> [Problem to work on]
The required output is the line that contains "Task: point out the man wearing cap, one" through the last line of the data, retyped verbatim and with nothing added.

(Data items)

====

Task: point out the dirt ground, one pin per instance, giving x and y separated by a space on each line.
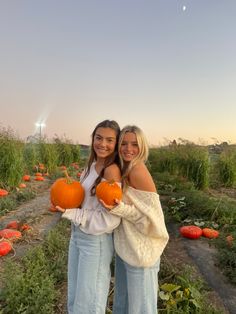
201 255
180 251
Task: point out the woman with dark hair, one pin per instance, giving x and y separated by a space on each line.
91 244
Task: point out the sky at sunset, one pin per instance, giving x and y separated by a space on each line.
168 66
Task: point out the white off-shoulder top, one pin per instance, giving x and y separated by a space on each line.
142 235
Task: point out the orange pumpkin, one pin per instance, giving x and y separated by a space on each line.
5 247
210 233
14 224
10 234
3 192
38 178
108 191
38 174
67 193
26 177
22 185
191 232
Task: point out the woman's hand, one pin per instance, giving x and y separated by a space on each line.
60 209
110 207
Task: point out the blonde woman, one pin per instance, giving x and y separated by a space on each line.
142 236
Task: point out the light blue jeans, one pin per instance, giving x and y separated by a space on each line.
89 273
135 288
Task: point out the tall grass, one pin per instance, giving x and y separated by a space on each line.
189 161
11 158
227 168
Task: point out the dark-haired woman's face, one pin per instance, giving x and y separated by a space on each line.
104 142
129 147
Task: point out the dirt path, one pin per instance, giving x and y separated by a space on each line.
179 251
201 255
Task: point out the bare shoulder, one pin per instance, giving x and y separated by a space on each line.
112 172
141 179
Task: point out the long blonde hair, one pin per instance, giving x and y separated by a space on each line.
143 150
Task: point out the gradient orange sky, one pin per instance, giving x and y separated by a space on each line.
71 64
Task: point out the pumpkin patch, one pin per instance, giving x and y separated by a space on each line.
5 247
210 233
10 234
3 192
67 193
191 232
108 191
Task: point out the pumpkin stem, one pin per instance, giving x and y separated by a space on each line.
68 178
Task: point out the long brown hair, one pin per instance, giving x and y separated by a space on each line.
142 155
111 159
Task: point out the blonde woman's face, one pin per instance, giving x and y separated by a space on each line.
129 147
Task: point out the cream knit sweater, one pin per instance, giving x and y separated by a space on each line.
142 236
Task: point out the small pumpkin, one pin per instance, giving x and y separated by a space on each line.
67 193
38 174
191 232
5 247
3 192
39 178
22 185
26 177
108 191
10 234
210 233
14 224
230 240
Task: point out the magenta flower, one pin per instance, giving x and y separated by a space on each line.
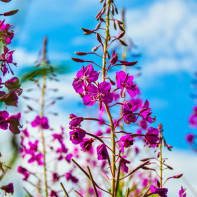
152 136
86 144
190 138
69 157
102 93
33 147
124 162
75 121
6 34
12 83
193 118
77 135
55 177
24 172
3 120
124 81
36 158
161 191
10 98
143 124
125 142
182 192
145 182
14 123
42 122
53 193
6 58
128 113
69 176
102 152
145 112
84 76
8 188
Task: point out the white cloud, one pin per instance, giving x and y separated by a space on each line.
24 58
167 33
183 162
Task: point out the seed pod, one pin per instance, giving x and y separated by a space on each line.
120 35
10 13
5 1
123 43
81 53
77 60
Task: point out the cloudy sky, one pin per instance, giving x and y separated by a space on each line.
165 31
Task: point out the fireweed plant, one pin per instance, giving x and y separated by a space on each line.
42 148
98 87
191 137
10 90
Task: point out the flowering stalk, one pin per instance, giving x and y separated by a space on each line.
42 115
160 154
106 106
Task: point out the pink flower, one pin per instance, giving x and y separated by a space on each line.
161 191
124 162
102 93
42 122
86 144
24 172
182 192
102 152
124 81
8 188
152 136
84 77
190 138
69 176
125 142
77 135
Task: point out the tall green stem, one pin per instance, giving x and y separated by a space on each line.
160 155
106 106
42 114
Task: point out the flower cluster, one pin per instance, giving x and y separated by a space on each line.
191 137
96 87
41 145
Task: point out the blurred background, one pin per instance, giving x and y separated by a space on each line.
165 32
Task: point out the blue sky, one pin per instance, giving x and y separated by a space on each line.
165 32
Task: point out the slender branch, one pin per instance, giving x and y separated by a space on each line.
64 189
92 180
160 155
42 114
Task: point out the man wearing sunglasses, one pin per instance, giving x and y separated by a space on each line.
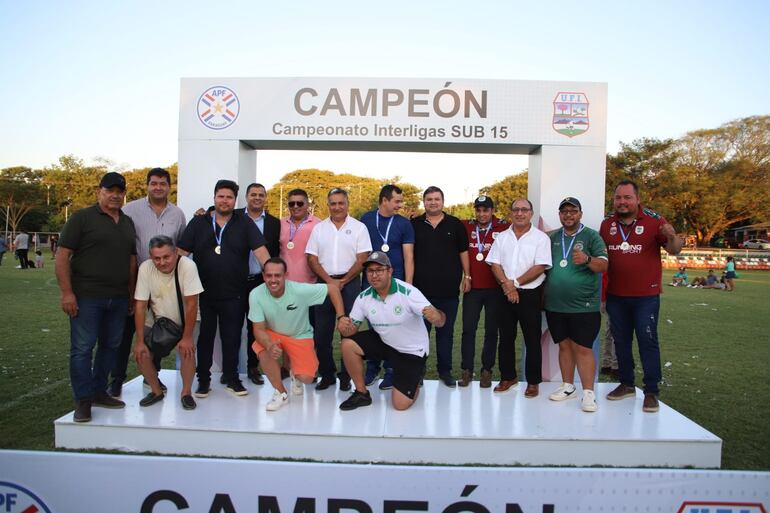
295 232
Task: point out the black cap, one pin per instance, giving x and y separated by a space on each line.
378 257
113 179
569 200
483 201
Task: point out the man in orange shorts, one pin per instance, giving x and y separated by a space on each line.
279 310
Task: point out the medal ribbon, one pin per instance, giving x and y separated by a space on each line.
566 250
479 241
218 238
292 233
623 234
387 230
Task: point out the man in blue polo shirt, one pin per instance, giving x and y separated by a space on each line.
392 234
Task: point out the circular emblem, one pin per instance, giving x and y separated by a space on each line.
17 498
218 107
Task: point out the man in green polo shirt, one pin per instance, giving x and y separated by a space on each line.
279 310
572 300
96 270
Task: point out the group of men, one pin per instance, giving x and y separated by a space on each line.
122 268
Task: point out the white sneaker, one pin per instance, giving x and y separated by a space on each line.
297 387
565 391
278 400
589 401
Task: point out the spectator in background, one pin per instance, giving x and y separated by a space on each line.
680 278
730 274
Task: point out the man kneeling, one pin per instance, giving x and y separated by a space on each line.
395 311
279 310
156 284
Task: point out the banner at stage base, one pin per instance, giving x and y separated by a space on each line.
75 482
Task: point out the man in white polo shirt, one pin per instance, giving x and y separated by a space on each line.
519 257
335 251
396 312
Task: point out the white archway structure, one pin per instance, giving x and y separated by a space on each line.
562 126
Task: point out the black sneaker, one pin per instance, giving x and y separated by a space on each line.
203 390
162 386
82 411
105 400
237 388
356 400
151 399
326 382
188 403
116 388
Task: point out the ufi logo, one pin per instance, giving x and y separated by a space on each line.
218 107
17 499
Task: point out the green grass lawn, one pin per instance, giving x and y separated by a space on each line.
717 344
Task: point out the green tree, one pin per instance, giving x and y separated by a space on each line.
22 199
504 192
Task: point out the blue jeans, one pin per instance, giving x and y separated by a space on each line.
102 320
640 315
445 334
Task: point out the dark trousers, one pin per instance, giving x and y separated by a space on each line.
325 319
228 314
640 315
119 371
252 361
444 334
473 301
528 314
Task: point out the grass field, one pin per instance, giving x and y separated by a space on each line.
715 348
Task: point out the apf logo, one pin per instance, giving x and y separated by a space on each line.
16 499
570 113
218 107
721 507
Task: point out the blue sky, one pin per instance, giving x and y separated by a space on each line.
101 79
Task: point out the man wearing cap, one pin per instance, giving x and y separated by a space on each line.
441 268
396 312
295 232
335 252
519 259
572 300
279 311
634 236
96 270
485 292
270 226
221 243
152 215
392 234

====

> [Task answer]
Task: point out the man wearing cap, one pin per instance, giving x and y separated by a space on each line.
441 268
396 312
295 232
335 252
519 259
572 300
279 311
634 236
96 270
485 292
270 226
221 243
152 215
392 234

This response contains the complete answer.